Re: [PATCH bpf-next v2 19/25] bpf: Introduce bpf_kptr_new

Alexei Starovoitov <alexei.starovoitov@xxxxxxxxx> · Wed, 19 Oct 2022 18:11:30 -0700

On Wed, Oct 19, 2022 at 5:44 PM Kumar Kartikeya Dwivedi
<memxor@xxxxxxxxx> wrote:
>
> On Wed, Oct 19, 2022 at 10:01:21PM IST, Alexei Starovoitov wrote:
> > On Tue, Oct 18, 2022 at 10:58 PM Kumar Kartikeya Dwivedi
> > <memxor@xxxxxxxxx> wrote:
> > >
> > > On Wed, Oct 19, 2022 at 08:01:24AM IST, Alexei Starovoitov wrote:
> > > > On Thu, Oct 13, 2022 at 11:52:57AM +0530, Kumar Kartikeya Dwivedi wrote:
> > > > > +void *bpf_kptr_new_impl(u64 local_type_id__k, u64 flags, void *meta__ign)
> > > > > +{
> > > > > +   struct btf_struct_meta *meta = meta__ign;
> > > > > +   u64 size = local_type_id__k;
> > > > > +   void *p;
> > > > > +
> > > > > +   if (unlikely(flags || !bpf_global_ma_set))
> > > > > +           return NULL;
> > > >
> > > > Unused 'flags' looks weird in unstable api. Just drop it?

§ **Supplied records**

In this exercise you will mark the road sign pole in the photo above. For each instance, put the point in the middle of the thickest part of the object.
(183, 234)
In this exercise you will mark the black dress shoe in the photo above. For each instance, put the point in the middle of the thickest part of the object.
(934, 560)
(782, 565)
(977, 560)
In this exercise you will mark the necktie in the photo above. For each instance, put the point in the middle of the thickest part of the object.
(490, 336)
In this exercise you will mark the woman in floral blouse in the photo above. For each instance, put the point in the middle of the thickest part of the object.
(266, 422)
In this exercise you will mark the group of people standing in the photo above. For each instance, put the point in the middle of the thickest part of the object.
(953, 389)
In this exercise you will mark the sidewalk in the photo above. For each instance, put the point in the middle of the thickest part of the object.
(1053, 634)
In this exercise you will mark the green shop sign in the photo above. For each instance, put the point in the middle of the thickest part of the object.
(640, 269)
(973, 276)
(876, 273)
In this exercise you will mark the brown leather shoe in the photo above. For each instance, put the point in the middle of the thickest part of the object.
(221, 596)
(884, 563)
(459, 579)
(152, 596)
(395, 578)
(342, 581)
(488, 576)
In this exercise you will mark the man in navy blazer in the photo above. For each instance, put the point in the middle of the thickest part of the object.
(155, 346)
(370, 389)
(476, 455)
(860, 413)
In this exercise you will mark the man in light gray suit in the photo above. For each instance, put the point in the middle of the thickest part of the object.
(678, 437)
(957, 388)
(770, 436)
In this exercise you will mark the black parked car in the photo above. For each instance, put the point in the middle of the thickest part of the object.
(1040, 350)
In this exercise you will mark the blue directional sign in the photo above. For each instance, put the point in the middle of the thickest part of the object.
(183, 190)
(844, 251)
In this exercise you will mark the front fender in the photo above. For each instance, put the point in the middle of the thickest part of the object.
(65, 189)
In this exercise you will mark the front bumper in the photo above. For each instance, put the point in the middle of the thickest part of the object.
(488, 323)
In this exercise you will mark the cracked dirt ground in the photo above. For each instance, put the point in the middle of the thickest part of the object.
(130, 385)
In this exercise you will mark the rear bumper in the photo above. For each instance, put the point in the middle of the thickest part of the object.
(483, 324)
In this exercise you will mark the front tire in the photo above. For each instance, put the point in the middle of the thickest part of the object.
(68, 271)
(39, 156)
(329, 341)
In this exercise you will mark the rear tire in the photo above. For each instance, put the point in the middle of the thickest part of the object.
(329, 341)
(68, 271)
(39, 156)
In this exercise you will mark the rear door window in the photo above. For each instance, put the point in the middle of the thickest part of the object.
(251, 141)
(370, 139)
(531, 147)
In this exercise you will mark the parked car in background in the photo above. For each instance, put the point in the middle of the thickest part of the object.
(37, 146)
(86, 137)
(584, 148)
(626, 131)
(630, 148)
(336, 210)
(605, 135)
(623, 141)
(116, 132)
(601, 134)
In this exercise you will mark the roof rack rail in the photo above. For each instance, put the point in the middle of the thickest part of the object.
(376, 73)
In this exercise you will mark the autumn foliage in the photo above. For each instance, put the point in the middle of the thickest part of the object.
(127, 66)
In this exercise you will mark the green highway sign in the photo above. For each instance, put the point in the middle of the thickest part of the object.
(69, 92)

§ **Tasks to complete**
#1 Answer these from the mailing list thread above, one line each:
(a) On what date and at what time was the reply at the top of the thread sent?
(b) In the quoted code, what does bpf_kptr_new_impl return when flags is nonzero or bpf_global_ma_set is not set?
(c) What change is proposed for the unused 'flags' parameter?
#2 Show every line of the records that contains the string "shoe". Case counts.

§ **In response**
#1
(a) Wed, 19 Oct 2022 18:11:30 -0700
(b) NULL
(c) Drop it.

#2
In this exercise you will mark the black dress shoe in the photo above. For each instance, put the point in the middle of the thickest part of the object.
In this exercise you will mark the brown leather shoe in the photo above. For each instance, put the point in the middle of the thickest part of the object.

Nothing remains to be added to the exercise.